● **Excerpted passage**:
----------------

I am a post-doctoral researcher in the field of advanced energy conversion systems, based on high temperature fuel cells. Since my PhD, my activity addresses the utilization of biofuels into Solid Oxide Fuel Cells (SOFCs). I believe that for this application, scientific research and technological development are called for, because they can really play a role towards the energy transition. 

I learned about BRISK2 from a colleague who applied during the first round. Then, I decided to get in touch with TU Graz because there was the possibility to establish a collaboration following the above mentioned research thread. 

Together with my hosts, we preliminary shaped an experimental campaign merging scientific interests from both sides. Hence, our case-study had the purpose of defining safe operating conditions for SOFC long-term run downstream a wood gasifier, focusing issues like: i) the system size, ii) the likelihood of the fuel gas to produce carbon deposition at the SOFC anode,  iii) the total amount of water in the produced gas and, iv) thermal integration. All of these may hinder significantly the techno-economic feasibility and the sustainability of the system concept.  

Consequently, the Design of Experiments (DOE) was defined as summarized in Figure 1. 

When I arrived in Graz, the test rig TUG3 was ready to perform tests and this made everything run efficiently. The experiments were performed on large planar anode supported SOFC, simulating wood-derived syngas according to the DOE. 

During the first week, the tests performed aimed at screening SOFC performance variability in the cases listed in Figure 1. Upon each test condition, voltage measurement, polarization, electrochemical impedance spectroscopy (EIS) and off-gases analysis were conducted (Figure 2). As an example of the results obtained, all of the polarization curves measured with regard to the DOE are depicted in Figure 3.

----------------

● **Given records**:
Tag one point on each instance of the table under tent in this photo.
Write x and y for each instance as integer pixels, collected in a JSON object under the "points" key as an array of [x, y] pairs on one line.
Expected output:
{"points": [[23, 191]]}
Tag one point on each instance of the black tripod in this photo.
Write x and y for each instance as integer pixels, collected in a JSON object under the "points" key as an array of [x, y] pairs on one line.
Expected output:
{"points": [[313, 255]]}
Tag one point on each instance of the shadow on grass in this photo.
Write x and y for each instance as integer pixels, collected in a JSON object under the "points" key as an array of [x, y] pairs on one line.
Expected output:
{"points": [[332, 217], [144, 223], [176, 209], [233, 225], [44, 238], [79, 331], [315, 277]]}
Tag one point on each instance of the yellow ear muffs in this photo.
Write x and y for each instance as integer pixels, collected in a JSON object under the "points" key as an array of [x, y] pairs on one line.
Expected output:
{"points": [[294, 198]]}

----------------

● **Exercises to complete**:
- a) What issues did the case study focus on, according to the account of the SOFC research stay at TU Graz?
- b) Continue the account of the SOFC research stay at TU Graz from the point where it stops.

● **Task-by-task results**:
- a)
- The system size
- The likelihood of the fuel gas to produce carbon deposition at the SOFC anode
- The total amount of water in the produced gas
- Thermal integration

- b)
On the outcome from the first part and a discussion about technological and systemic integration issues, we identified the most interesting condition to run a single test to investigate degradation (case B-2 from Figure 1). Downdraft reactors are better candidates for a matter of scale and higher gas quality (less tars). Then, operating the gasifier at 800°C, hot gas cleaning requires to cool down the producer gas below 400°C: hence, heat recovery is possible whether the SOFC is run at lower temperature compared to the gasifier (i.e. 750°C). Finally, since to completely remove water from the wood-syngas would increase the system complexity and reduce efficiency, un-conditioned gas was considered.  

Thus, during the second week, a 100-h test was performed keeping the SOFC at constant current load (100 mAcm-2). A continuous degradation screening was done implementing EIS diagnosis. Upon experimental evidence after the observation period, no significant quick degradation phenomena was induced by operating the SOFC at 750°C on simulated wood-derived syngas (neither concerning ohmic behaviour, nor considering the increase of diffusion losses). A few black particles were found at the anode exhaust line, while purging water from the condenser (Figure 4). Hence, it is reasonable to assume that a small amount of carbon was formed, yet without heavy impact on SOFC performance.  

The obtained results produced an advancement in the topic, but also pointed at new directions for further investigations. Additional degradation tests on single cells will be needed, pushing SOFC operating conditions towards higher degradation risk. 

Last but not least, I would like to thank my hosts Andrés Anca Couce and Vanja Subotić (Figure 5), for the warm welcome in the cold Graz. It was a great experience to work with them, for we had such interesting scientific sharing … and also nice moments enjoying the city life. I do believe that this kind of experience is fundamental to broaden professional and human networks, in order to join energies and find new motivation in making advancements in the research.